[MATERIAL FOR THIS TASK]
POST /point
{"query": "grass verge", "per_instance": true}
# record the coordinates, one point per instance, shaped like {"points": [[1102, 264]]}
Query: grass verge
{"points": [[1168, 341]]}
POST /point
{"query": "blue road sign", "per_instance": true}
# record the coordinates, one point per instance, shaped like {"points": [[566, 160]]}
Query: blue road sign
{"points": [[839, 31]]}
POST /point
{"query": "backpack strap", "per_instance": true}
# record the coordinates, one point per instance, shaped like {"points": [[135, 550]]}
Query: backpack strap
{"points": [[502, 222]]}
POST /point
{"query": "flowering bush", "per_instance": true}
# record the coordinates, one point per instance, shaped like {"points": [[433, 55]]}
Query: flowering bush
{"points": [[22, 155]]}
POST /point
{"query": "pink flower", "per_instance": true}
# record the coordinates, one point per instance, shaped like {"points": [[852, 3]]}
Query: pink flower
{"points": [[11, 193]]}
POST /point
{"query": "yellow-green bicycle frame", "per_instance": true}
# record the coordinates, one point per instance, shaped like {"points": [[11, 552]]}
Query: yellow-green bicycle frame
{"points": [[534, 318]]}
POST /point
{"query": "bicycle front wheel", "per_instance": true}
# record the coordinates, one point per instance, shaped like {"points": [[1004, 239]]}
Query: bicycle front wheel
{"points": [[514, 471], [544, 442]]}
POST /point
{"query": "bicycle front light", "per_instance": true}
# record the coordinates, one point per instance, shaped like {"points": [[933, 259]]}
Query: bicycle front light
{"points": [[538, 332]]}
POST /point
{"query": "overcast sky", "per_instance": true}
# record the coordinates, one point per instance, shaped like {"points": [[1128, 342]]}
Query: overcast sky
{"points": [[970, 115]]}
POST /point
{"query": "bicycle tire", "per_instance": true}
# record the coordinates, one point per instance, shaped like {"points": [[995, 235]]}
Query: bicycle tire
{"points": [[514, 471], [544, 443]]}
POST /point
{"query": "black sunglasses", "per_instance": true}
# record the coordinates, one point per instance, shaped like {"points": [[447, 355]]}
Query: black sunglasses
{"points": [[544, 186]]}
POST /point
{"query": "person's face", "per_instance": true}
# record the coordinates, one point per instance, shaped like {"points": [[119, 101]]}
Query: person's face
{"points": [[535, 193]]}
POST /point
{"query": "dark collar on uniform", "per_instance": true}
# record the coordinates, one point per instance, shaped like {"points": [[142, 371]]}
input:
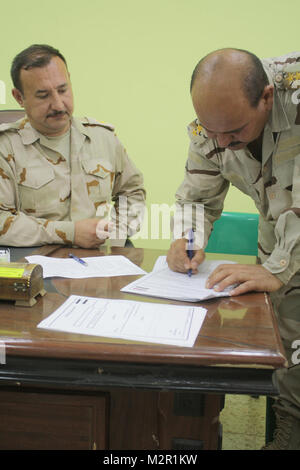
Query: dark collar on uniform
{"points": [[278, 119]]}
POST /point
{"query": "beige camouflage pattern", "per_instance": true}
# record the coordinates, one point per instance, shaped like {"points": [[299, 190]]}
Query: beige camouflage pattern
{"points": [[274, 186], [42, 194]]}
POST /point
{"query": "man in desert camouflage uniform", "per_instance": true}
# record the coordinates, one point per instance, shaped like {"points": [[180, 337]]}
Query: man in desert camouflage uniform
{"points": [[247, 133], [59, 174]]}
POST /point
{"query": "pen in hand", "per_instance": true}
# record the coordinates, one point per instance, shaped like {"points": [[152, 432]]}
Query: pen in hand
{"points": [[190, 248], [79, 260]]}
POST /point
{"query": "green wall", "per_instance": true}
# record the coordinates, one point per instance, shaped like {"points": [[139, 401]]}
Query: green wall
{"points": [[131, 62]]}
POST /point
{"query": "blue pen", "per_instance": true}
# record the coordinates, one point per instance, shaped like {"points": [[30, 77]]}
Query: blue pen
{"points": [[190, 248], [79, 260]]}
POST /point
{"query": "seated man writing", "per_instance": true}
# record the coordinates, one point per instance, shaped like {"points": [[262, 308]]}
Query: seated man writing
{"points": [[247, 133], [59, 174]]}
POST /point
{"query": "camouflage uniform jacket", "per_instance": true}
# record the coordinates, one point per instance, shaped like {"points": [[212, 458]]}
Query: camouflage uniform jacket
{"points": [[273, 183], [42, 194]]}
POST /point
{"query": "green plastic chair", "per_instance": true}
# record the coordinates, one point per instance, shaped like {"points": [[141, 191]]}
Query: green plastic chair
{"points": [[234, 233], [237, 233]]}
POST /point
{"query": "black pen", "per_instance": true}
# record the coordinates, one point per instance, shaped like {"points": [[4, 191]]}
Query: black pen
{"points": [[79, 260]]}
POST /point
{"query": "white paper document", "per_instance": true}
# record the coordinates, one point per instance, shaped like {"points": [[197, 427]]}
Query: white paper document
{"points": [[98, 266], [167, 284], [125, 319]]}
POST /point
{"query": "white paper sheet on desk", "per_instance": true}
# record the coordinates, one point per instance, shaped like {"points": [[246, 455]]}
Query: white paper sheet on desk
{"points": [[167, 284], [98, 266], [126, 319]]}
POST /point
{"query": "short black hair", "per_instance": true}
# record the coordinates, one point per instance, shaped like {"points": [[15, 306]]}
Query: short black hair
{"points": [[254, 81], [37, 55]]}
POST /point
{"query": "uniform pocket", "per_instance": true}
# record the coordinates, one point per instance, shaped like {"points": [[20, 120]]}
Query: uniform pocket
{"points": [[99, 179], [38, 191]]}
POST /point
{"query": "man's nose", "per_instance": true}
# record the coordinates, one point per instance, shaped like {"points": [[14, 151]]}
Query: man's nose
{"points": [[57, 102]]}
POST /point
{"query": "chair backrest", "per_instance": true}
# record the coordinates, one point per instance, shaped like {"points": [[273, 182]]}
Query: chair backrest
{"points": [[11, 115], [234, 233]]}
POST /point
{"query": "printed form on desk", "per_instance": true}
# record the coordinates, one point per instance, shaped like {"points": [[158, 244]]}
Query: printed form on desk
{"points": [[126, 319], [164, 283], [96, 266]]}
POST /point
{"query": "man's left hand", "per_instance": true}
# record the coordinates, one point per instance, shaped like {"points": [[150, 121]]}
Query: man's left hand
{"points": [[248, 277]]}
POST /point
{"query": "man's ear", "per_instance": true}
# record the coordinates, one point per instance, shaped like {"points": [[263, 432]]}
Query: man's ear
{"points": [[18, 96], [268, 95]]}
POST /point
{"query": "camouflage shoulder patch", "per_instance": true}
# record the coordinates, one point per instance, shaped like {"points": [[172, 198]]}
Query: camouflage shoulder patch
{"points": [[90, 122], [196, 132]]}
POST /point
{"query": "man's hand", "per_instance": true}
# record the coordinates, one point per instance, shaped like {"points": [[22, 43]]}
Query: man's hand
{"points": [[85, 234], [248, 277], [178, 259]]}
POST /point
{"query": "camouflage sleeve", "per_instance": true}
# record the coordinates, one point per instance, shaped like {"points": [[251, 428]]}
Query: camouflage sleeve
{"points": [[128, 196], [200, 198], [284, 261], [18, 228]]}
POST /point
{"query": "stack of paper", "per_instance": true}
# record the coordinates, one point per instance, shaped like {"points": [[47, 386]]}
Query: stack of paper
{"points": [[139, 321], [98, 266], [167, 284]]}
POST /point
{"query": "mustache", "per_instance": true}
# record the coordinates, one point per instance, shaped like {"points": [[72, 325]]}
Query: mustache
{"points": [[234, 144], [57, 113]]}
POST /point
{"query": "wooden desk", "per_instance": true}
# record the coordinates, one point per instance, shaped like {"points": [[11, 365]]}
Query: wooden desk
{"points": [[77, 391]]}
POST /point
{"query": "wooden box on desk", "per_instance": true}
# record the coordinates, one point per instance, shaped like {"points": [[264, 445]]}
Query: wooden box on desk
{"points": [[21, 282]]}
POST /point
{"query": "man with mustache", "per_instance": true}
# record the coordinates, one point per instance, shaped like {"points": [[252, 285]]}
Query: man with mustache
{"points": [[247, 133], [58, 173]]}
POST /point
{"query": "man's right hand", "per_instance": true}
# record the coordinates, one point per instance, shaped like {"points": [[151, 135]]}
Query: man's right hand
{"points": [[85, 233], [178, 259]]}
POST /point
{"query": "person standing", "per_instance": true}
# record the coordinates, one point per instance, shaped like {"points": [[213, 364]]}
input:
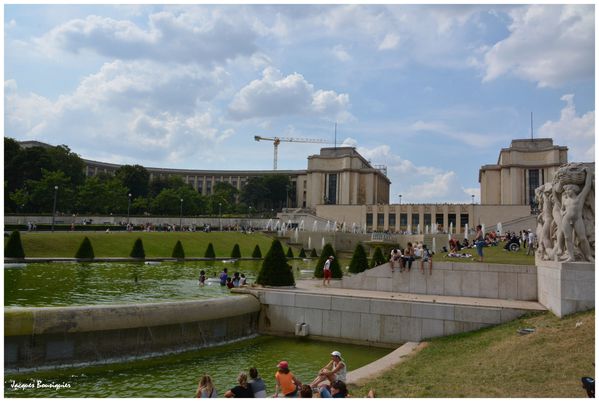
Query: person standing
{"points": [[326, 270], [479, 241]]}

[EXERCISE] Locate each line of the material above that contains the word "sleeve", and copy those lines out. Case counts.

[RESPONSE FOR THIS EXERCISE]
{"query": "camouflage sleeve", "per_instance": true}
Query: camouflage sleeve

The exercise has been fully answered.